▶ _Short exercise_
Pick out each line in the listing below that contains the word "every", and copy those lines.

Region segmentation data

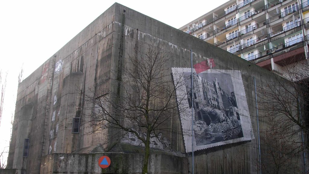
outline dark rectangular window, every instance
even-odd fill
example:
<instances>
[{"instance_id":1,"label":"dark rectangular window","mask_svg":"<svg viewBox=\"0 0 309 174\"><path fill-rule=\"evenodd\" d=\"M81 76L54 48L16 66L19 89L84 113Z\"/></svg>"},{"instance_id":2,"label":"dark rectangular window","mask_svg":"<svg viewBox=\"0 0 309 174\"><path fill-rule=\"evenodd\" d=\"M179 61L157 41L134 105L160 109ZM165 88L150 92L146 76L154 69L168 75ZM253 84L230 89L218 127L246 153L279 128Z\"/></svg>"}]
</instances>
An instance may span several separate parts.
<instances>
[{"instance_id":1,"label":"dark rectangular window","mask_svg":"<svg viewBox=\"0 0 309 174\"><path fill-rule=\"evenodd\" d=\"M79 118L73 118L72 124L72 133L79 133Z\"/></svg>"},{"instance_id":2,"label":"dark rectangular window","mask_svg":"<svg viewBox=\"0 0 309 174\"><path fill-rule=\"evenodd\" d=\"M197 109L199 109L200 107L198 106L198 103L197 102L195 102L195 105L196 106L196 108Z\"/></svg>"},{"instance_id":3,"label":"dark rectangular window","mask_svg":"<svg viewBox=\"0 0 309 174\"><path fill-rule=\"evenodd\" d=\"M23 143L23 157L28 157L29 151L29 138L25 138L25 141Z\"/></svg>"}]
</instances>

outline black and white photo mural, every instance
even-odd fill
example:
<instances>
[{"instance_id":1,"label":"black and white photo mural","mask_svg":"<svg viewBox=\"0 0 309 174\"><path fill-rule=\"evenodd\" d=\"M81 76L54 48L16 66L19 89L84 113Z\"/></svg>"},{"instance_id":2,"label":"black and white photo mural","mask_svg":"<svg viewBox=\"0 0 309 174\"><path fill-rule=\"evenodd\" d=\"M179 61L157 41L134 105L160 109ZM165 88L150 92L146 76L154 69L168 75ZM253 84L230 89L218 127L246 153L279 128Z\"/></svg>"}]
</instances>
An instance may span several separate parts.
<instances>
[{"instance_id":1,"label":"black and white photo mural","mask_svg":"<svg viewBox=\"0 0 309 174\"><path fill-rule=\"evenodd\" d=\"M197 74L193 69L192 93L191 69L172 70L175 81L183 80L177 98L188 98L181 105L188 112L180 116L187 152L192 151L192 116L188 113L193 107L194 151L254 138L240 71L208 69Z\"/></svg>"}]
</instances>

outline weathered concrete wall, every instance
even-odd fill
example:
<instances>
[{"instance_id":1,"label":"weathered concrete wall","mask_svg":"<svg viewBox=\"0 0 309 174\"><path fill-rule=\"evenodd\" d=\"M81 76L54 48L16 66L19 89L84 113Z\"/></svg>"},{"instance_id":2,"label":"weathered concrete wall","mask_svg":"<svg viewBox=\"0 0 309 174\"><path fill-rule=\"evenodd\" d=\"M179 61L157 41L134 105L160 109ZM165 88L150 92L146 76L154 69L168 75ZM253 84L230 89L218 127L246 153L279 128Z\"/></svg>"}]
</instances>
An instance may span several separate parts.
<instances>
[{"instance_id":1,"label":"weathered concrete wall","mask_svg":"<svg viewBox=\"0 0 309 174\"><path fill-rule=\"evenodd\" d=\"M98 165L100 157L106 155L111 165L105 169ZM186 173L187 158L157 153L151 154L149 165L150 173ZM141 154L108 153L77 154L54 153L43 157L40 173L141 173L143 155Z\"/></svg>"},{"instance_id":2,"label":"weathered concrete wall","mask_svg":"<svg viewBox=\"0 0 309 174\"><path fill-rule=\"evenodd\" d=\"M192 49L194 64L211 58L215 63L214 69L240 71L254 133L257 137L253 77L256 78L258 86L263 86L265 82L274 78L273 74L116 3L19 85L9 167L25 169L28 173L61 173L81 170L79 167L75 168L76 165L83 166L82 170L85 172L102 172L97 165L99 155L70 154L81 148L100 144L111 136L108 134L87 134L91 128L87 125L81 125L79 134L71 133L73 118L82 117L78 111L87 112L82 109L84 103L81 102L81 94L90 94L95 85L96 87L114 90L116 84L110 82L110 79L116 78L115 72L126 66L128 56L134 53L134 48L154 39L166 44L164 49L170 52L168 65L171 68L190 67L190 50ZM181 130L180 120L174 121L172 124L176 129ZM260 127L266 125L266 121L261 119ZM184 153L181 132L174 133L169 138L172 140L172 150ZM22 157L25 138L30 140L29 155ZM104 148L108 149L111 145L108 144ZM196 152L195 158L195 171L199 173L257 173L258 147L256 138L200 151ZM118 159L117 163L121 164L121 167L114 166L107 172L139 172L135 170L137 169L134 168L134 163L130 163L133 162L127 159L137 160L142 158L142 155L112 155ZM152 155L154 161L150 163L150 168L156 173L178 173L178 170L172 171L174 173L168 171L171 165L174 166L184 160L173 160L171 156L163 155ZM61 159L62 157L66 161ZM72 163L67 166L66 162L69 161ZM163 167L159 171L156 170L156 168L153 168L159 164ZM186 166L184 164L178 168L180 170L179 173L187 172ZM91 168L93 170L89 171Z\"/></svg>"}]
</instances>

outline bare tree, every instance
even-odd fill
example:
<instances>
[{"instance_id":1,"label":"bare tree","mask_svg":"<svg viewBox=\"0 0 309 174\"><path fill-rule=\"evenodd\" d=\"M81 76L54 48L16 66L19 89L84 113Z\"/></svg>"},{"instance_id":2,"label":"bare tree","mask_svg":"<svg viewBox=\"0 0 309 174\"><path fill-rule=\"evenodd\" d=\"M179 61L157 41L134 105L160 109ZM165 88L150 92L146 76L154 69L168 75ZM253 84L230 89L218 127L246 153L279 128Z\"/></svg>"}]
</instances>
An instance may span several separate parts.
<instances>
[{"instance_id":1,"label":"bare tree","mask_svg":"<svg viewBox=\"0 0 309 174\"><path fill-rule=\"evenodd\" d=\"M22 66L21 68L20 68L20 71L19 71L19 74L18 74L18 84L19 84L21 82L23 81L23 65Z\"/></svg>"},{"instance_id":2,"label":"bare tree","mask_svg":"<svg viewBox=\"0 0 309 174\"><path fill-rule=\"evenodd\" d=\"M261 137L265 149L261 154L263 173L303 173L299 160L303 148L298 134L290 127L291 123L272 117L268 117L267 121L269 126L262 130Z\"/></svg>"},{"instance_id":3,"label":"bare tree","mask_svg":"<svg viewBox=\"0 0 309 174\"><path fill-rule=\"evenodd\" d=\"M6 87L6 76L7 74L6 73L4 77L2 74L2 71L0 70L0 125L1 125L1 118L2 117L2 111L3 110L3 104L4 101L4 94L5 93ZM4 77L4 79L3 79Z\"/></svg>"},{"instance_id":4,"label":"bare tree","mask_svg":"<svg viewBox=\"0 0 309 174\"><path fill-rule=\"evenodd\" d=\"M298 170L295 166L301 162L296 162L308 149L309 63L305 60L286 64L281 75L288 80L278 76L260 88L260 109L269 126L261 133L266 146L261 165L269 173Z\"/></svg>"},{"instance_id":5,"label":"bare tree","mask_svg":"<svg viewBox=\"0 0 309 174\"><path fill-rule=\"evenodd\" d=\"M0 169L5 168L6 167L6 160L4 160L3 159L5 156L6 156L5 155L5 154L8 153L5 151L6 148L4 148L2 152L0 152Z\"/></svg>"},{"instance_id":6,"label":"bare tree","mask_svg":"<svg viewBox=\"0 0 309 174\"><path fill-rule=\"evenodd\" d=\"M92 112L85 117L93 132L108 130L117 137L129 134L142 142L143 174L148 172L151 137L159 137L159 132L171 131L171 119L186 110L179 106L181 101L176 100L176 92L184 82L173 79L167 66L170 53L164 49L165 46L158 40L141 45L117 72L114 82L117 87L97 87L85 94L87 105L94 106L87 108Z\"/></svg>"}]
</instances>

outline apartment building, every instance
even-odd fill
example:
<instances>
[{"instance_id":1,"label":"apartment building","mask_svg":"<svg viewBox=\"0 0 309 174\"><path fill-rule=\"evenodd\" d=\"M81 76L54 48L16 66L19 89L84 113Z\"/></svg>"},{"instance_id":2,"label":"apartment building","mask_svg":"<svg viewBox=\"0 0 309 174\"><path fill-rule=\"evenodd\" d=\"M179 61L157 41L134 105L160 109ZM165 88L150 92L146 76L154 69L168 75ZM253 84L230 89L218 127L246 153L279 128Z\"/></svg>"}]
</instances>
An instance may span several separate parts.
<instances>
[{"instance_id":1,"label":"apartment building","mask_svg":"<svg viewBox=\"0 0 309 174\"><path fill-rule=\"evenodd\" d=\"M309 56L309 1L231 0L180 29L282 75Z\"/></svg>"}]
</instances>

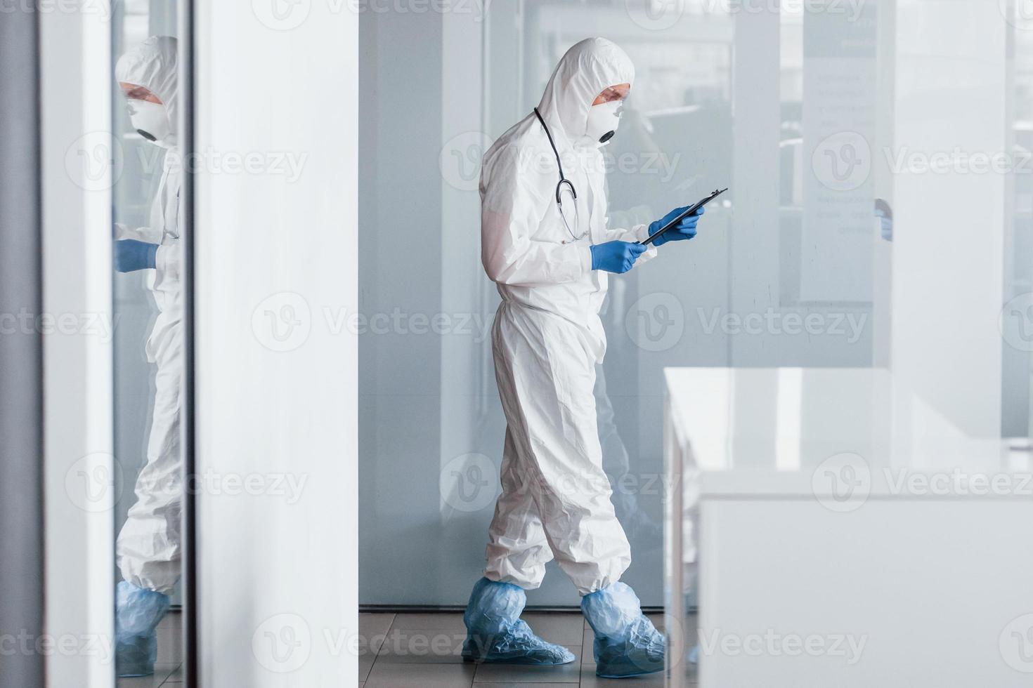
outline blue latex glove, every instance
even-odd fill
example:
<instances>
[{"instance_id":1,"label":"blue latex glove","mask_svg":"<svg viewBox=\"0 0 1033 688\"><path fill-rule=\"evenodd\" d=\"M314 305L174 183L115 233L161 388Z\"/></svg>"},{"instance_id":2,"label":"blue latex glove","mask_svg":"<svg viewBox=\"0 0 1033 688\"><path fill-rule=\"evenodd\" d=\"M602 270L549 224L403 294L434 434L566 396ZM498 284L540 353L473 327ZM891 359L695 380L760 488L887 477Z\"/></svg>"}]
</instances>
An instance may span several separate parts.
<instances>
[{"instance_id":1,"label":"blue latex glove","mask_svg":"<svg viewBox=\"0 0 1033 688\"><path fill-rule=\"evenodd\" d=\"M157 243L147 243L136 239L122 239L115 242L115 269L119 272L132 272L155 266L155 256L158 255Z\"/></svg>"},{"instance_id":2,"label":"blue latex glove","mask_svg":"<svg viewBox=\"0 0 1033 688\"><path fill-rule=\"evenodd\" d=\"M677 207L667 215L663 216L660 220L657 220L652 225L649 226L650 236L654 232L660 231L660 228L666 225L668 222L682 215L689 209L689 206ZM677 226L671 227L666 232L656 237L653 241L653 245L659 247L663 245L667 241L685 241L691 239L696 235L696 223L699 222L699 217L703 214L703 208L700 207L695 212L685 218Z\"/></svg>"},{"instance_id":3,"label":"blue latex glove","mask_svg":"<svg viewBox=\"0 0 1033 688\"><path fill-rule=\"evenodd\" d=\"M674 231L674 230L671 230ZM606 241L592 247L592 269L606 272L627 272L635 259L649 247L629 241Z\"/></svg>"}]
</instances>

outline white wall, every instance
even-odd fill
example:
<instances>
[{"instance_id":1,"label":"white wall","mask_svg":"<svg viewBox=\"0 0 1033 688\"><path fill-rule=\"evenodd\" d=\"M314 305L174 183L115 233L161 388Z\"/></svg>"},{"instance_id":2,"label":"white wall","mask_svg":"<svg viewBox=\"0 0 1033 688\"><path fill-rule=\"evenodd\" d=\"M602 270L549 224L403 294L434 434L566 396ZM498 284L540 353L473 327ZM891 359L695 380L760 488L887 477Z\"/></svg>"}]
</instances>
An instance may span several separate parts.
<instances>
[{"instance_id":1,"label":"white wall","mask_svg":"<svg viewBox=\"0 0 1033 688\"><path fill-rule=\"evenodd\" d=\"M83 324L43 340L46 632L102 641L46 673L93 688L114 681L111 36L91 11L40 12L39 33L43 312Z\"/></svg>"},{"instance_id":2,"label":"white wall","mask_svg":"<svg viewBox=\"0 0 1033 688\"><path fill-rule=\"evenodd\" d=\"M994 2L898 2L895 159L1005 150L1006 29ZM960 166L894 176L891 367L974 436L1001 427L1006 182Z\"/></svg>"},{"instance_id":3,"label":"white wall","mask_svg":"<svg viewBox=\"0 0 1033 688\"><path fill-rule=\"evenodd\" d=\"M195 148L257 161L213 158L196 178L197 469L252 484L197 497L207 686L358 673L356 341L324 317L357 301L348 7L197 7ZM293 181L277 173L289 159Z\"/></svg>"}]
</instances>

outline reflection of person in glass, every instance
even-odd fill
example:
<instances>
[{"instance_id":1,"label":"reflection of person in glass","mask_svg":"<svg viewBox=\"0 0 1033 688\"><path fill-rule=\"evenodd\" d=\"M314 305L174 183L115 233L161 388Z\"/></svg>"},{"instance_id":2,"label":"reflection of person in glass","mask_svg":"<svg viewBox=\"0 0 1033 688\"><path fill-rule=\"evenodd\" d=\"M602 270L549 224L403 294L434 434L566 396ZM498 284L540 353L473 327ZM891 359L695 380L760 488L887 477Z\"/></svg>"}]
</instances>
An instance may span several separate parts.
<instances>
[{"instance_id":1,"label":"reflection of person in glass","mask_svg":"<svg viewBox=\"0 0 1033 688\"><path fill-rule=\"evenodd\" d=\"M149 226L118 225L115 241L115 268L120 272L151 270L148 284L158 306L147 340L148 360L157 365L147 464L136 480L136 502L116 547L124 579L116 589L117 670L120 677L129 677L154 673L155 628L168 610L168 595L180 578L183 306L179 198L183 166L176 137L176 39L148 38L119 59L115 74L133 128L165 149Z\"/></svg>"}]
</instances>

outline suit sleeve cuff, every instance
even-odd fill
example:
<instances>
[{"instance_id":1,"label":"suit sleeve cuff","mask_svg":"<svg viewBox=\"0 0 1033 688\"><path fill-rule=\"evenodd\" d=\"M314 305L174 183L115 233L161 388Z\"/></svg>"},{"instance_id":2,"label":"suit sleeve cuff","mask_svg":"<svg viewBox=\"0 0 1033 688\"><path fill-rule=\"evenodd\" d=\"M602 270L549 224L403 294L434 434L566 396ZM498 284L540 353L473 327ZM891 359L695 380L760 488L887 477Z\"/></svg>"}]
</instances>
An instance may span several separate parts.
<instances>
[{"instance_id":1,"label":"suit sleeve cuff","mask_svg":"<svg viewBox=\"0 0 1033 688\"><path fill-rule=\"evenodd\" d=\"M582 272L587 274L592 271L592 247L582 244L577 247L582 258Z\"/></svg>"}]
</instances>

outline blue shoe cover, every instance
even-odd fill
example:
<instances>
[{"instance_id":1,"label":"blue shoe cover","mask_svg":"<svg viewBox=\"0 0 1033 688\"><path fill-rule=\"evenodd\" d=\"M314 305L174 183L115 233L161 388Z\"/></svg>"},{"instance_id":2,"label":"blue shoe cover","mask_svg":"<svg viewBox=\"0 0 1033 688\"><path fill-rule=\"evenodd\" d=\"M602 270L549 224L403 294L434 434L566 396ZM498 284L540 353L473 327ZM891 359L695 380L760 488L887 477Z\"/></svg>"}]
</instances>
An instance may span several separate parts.
<instances>
[{"instance_id":1,"label":"blue shoe cover","mask_svg":"<svg viewBox=\"0 0 1033 688\"><path fill-rule=\"evenodd\" d=\"M561 645L546 643L521 621L527 595L511 583L482 578L473 586L463 622L463 659L506 664L568 664L575 657Z\"/></svg>"},{"instance_id":2,"label":"blue shoe cover","mask_svg":"<svg viewBox=\"0 0 1033 688\"><path fill-rule=\"evenodd\" d=\"M122 581L115 589L115 666L119 678L151 676L158 658L155 628L168 595Z\"/></svg>"},{"instance_id":3,"label":"blue shoe cover","mask_svg":"<svg viewBox=\"0 0 1033 688\"><path fill-rule=\"evenodd\" d=\"M663 670L664 638L641 612L638 597L614 583L582 597L582 612L595 631L595 673L622 679Z\"/></svg>"}]
</instances>

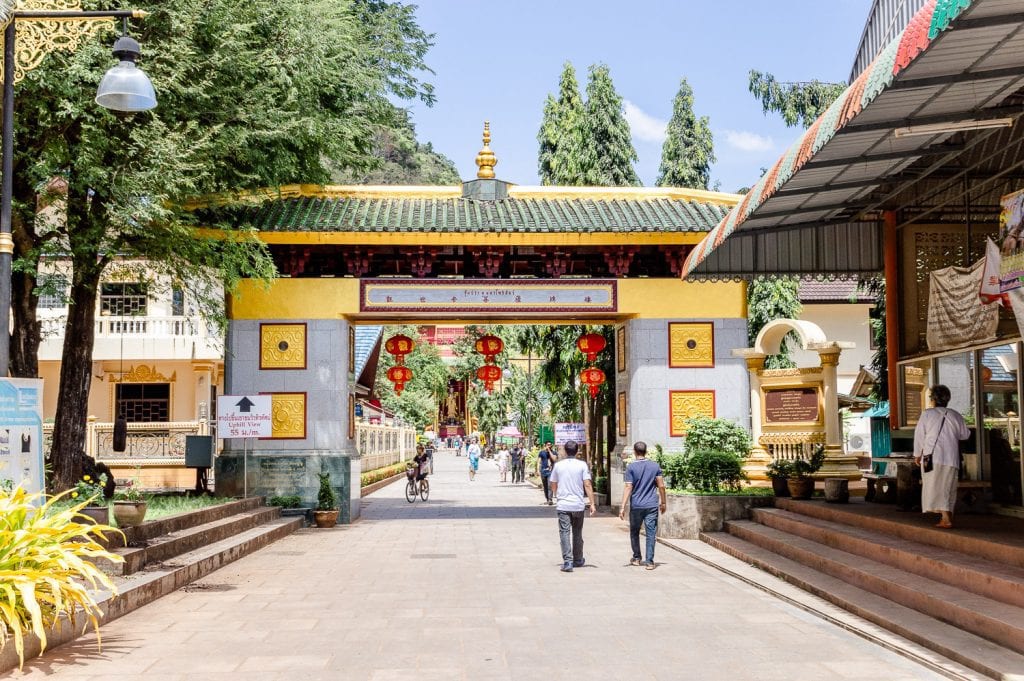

▶ _Result of this exercise_
outline dark rectangular window, every instance
outline black and white photo mural, every instance
outline weathered concrete wall, every instance
outline bare tree, every instance
outline apartment building, every instance
outline blue latex glove, every instance
outline white wall, every instance
outline reflection of person in glass, every instance
outline suit sleeve cuff, every instance
outline blue shoe cover, every instance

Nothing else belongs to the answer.